▶ [WHAT IS NEEDED]:
Repeat the records below word for word, but start at the line that contains "Note: spot the woman's right", stop after the last line, and include nothing else.

— start INPUT MATERIAL —

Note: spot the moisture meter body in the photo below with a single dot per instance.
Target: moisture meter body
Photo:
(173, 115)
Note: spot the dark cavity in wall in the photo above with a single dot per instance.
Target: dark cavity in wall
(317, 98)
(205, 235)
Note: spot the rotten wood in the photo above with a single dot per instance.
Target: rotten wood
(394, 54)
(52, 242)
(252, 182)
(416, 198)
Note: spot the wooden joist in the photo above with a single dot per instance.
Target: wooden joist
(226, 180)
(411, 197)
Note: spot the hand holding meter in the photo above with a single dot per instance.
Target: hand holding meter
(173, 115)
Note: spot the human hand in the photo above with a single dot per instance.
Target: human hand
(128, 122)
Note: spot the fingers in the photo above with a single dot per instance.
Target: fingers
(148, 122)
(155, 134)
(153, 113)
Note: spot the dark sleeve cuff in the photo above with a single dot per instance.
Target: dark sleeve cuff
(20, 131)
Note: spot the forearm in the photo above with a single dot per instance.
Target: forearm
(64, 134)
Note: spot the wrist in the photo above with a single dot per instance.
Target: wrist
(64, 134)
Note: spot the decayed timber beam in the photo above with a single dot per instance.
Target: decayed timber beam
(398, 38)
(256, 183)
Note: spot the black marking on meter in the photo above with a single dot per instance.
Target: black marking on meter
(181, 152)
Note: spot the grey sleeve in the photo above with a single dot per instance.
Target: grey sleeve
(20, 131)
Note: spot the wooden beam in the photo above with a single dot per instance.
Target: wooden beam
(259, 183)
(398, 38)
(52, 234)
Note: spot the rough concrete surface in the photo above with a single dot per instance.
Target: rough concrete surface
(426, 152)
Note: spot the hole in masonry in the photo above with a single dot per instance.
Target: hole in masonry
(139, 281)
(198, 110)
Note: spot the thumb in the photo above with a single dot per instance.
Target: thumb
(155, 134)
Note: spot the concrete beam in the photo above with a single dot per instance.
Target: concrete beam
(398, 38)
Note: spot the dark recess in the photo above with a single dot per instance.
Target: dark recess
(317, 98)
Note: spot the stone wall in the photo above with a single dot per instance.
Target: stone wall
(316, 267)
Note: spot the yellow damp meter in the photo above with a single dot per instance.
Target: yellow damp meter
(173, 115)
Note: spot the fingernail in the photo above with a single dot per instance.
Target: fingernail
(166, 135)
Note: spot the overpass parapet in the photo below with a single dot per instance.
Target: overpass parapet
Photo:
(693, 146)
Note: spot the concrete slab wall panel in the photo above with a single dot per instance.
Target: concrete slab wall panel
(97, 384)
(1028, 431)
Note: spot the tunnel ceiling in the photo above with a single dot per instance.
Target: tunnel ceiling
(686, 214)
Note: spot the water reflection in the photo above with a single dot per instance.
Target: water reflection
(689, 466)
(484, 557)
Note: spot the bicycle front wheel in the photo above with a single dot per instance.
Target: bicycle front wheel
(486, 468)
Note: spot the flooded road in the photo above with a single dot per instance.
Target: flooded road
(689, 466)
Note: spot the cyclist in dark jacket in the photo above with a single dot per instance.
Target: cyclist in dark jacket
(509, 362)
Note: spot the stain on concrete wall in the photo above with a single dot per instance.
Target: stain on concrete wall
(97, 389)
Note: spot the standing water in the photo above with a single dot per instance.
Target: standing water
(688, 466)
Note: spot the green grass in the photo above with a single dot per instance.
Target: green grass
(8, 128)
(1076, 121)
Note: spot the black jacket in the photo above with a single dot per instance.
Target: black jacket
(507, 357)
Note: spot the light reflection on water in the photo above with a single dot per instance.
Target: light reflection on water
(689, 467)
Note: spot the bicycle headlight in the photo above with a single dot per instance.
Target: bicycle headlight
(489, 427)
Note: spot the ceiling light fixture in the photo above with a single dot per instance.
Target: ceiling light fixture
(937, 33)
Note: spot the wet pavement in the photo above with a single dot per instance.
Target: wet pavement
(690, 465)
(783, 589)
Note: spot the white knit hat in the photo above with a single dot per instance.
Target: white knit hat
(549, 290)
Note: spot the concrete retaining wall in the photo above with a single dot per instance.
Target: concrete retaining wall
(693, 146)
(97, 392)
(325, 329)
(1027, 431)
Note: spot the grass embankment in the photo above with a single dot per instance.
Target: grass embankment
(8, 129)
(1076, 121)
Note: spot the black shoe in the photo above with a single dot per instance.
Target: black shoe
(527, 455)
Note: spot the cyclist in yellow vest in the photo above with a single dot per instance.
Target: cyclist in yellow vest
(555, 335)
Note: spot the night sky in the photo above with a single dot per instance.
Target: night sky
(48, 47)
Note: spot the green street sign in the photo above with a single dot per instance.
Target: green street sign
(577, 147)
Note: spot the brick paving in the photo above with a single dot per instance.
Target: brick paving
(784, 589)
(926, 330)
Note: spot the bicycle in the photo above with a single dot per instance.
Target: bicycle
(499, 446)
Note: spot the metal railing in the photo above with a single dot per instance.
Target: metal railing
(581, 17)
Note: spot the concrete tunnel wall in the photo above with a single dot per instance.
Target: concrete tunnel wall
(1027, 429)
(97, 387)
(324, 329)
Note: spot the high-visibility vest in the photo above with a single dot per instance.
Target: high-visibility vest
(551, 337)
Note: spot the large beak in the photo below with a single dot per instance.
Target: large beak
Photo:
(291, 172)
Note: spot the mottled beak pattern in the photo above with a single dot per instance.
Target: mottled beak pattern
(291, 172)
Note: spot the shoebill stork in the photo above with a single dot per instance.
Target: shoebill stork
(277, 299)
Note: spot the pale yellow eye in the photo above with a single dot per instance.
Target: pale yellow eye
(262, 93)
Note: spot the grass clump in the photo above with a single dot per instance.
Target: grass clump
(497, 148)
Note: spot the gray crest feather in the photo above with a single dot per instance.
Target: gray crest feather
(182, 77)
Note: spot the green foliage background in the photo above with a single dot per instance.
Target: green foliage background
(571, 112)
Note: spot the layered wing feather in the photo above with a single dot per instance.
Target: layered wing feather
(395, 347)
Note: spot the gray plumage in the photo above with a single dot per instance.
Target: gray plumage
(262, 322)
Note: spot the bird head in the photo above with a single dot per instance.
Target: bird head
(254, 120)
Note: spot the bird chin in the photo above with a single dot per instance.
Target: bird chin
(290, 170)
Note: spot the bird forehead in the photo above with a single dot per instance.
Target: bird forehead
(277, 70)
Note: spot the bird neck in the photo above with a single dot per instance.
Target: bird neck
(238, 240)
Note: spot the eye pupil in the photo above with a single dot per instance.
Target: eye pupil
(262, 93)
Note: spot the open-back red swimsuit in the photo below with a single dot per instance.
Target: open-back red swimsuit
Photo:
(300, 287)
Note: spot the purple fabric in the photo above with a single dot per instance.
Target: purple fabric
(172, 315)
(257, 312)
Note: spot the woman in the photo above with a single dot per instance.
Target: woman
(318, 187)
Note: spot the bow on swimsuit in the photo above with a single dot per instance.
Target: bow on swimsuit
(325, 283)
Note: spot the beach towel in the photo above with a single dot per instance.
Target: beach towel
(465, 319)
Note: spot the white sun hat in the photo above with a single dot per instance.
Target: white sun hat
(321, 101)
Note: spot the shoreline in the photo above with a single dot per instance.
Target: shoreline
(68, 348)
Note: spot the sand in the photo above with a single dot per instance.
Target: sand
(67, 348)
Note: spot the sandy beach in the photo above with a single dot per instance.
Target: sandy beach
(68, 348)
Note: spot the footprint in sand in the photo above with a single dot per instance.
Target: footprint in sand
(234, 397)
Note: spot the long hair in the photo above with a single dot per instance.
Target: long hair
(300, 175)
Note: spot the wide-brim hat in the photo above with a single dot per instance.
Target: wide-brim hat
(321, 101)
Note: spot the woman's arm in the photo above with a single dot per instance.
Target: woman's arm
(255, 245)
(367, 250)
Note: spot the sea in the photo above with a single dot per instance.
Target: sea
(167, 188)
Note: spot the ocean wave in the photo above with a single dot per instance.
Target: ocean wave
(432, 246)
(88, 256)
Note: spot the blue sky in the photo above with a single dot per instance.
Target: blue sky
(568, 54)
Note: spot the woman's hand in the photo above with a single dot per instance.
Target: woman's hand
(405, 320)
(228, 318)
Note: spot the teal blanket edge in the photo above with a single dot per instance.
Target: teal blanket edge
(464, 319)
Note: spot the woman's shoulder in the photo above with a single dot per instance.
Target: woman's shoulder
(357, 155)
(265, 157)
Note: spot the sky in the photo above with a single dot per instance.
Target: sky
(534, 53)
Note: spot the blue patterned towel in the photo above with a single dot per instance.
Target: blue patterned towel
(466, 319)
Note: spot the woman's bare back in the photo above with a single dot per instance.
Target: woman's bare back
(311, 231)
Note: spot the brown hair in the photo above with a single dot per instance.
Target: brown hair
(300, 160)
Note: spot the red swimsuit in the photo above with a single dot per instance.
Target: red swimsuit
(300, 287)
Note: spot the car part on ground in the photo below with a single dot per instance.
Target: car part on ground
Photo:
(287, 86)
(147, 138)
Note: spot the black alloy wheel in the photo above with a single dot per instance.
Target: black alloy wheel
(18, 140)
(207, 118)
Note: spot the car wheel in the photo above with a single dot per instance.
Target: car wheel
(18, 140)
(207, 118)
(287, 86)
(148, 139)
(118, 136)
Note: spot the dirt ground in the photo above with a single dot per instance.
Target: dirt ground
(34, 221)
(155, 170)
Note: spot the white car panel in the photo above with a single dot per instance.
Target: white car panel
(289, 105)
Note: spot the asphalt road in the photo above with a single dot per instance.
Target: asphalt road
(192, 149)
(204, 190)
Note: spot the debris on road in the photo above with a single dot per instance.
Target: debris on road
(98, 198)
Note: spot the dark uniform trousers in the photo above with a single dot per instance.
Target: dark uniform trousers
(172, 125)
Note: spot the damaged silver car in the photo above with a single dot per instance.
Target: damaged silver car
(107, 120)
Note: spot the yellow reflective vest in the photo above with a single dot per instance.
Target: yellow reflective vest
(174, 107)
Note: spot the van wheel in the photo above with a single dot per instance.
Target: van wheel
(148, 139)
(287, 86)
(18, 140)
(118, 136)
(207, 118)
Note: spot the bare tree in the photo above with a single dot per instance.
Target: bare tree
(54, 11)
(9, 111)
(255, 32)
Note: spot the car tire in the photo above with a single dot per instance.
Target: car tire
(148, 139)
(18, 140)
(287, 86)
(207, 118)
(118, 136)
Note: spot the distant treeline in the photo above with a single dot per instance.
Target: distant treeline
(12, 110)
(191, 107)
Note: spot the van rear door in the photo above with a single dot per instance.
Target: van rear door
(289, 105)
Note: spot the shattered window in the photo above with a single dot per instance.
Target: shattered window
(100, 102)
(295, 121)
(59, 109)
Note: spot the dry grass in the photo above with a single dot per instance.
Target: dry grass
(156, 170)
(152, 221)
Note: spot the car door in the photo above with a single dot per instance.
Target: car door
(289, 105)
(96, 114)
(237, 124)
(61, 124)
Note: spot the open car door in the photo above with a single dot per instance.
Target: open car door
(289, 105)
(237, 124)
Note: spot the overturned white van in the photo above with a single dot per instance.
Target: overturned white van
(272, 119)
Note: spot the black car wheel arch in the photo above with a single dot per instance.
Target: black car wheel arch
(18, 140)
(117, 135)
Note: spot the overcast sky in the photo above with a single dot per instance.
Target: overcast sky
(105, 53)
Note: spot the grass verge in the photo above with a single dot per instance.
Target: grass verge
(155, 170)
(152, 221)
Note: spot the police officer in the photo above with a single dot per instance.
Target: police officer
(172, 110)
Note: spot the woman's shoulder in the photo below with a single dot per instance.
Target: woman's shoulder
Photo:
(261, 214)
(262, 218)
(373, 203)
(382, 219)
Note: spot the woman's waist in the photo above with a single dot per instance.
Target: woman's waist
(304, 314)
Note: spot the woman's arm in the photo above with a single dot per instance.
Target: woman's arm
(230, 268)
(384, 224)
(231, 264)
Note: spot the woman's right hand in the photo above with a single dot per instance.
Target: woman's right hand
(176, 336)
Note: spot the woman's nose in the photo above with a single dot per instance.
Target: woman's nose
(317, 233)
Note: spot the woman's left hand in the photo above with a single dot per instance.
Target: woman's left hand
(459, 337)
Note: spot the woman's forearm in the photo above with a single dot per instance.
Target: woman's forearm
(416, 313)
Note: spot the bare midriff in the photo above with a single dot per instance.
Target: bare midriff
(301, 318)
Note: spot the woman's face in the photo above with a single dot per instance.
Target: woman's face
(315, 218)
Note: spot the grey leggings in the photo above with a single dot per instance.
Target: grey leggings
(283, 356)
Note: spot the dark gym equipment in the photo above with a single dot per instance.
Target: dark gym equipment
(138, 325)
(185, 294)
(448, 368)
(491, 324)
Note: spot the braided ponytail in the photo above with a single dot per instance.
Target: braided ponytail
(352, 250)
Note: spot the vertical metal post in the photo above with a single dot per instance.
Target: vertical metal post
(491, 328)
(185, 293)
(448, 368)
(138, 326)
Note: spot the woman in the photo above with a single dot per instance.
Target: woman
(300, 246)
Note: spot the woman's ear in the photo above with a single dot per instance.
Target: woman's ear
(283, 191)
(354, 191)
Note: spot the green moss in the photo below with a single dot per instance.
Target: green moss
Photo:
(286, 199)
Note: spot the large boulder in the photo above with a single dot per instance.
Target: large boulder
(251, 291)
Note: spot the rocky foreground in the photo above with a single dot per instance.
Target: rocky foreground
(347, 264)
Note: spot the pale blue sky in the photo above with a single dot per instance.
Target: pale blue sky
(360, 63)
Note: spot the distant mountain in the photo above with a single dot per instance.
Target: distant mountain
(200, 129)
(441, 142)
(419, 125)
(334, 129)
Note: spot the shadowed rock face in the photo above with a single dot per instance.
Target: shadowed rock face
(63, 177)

— end INPUT MATERIAL —

▶ [RESULT]:
Note: spot the woman's right hand in the photo above with a single dot per instance.
Target: woman's right hand
(176, 336)
Note: spot the woman's nose in the photo above with a single dot per instance.
Target: woman's nose
(317, 233)
Note: spot the woman's left hand in the photo above with a single dot per instance.
Target: woman's left hand
(459, 337)
Note: spot the woman's forearm in the photo above with a single dot per instance.
Target: woman's forearm
(416, 313)
Note: spot the bare midriff in the photo above with a single dot per instance.
Target: bare midriff
(301, 318)
Note: spot the woman's face in the photo above with a single dot per instance.
Target: woman's face
(315, 218)
Note: spot the grey leggings in the photo above with a single dot per instance.
Target: grey leggings
(283, 356)
Note: spot the dark gym equipment in the photo above with a single dot per instance.
Target: dark gym equipment
(138, 325)
(185, 294)
(448, 368)
(491, 324)
Note: spot the braided ponytail in the photo above with a single dot per instance.
Target: braided ponytail
(352, 250)
Note: spot the vertical metal post in the photo above with a single dot per instance.
Target: vertical metal post
(491, 328)
(185, 293)
(448, 368)
(138, 326)
Note: spot the woman in the photo above with a single dot per instance.
Target: woman
(300, 246)
Note: spot the woman's ear in the photo above with a single dot per instance.
Target: woman's ear
(283, 191)
(354, 191)
Note: spot the green moss in the photo below with a single dot per instance.
Target: green moss
Photo:
(286, 199)
Note: spot the large boulder in the photo above with a single dot per instance.
Target: large boulder
(251, 291)
Note: spot the rocky foreground in the photo above with a single dot per instance.
Target: rocky foreground
(347, 264)
Note: spot the pale blue sky in the photo above with a single dot per instance.
Target: pale blue sky
(360, 63)
Note: spot the distant mountain in the photo above with a single dot per instance.
Target: distant mountain
(200, 129)
(441, 142)
(419, 125)
(334, 129)
Note: spot the shadowed rock face in the photo above with a single dot per instance.
Target: shadowed rock face
(63, 177)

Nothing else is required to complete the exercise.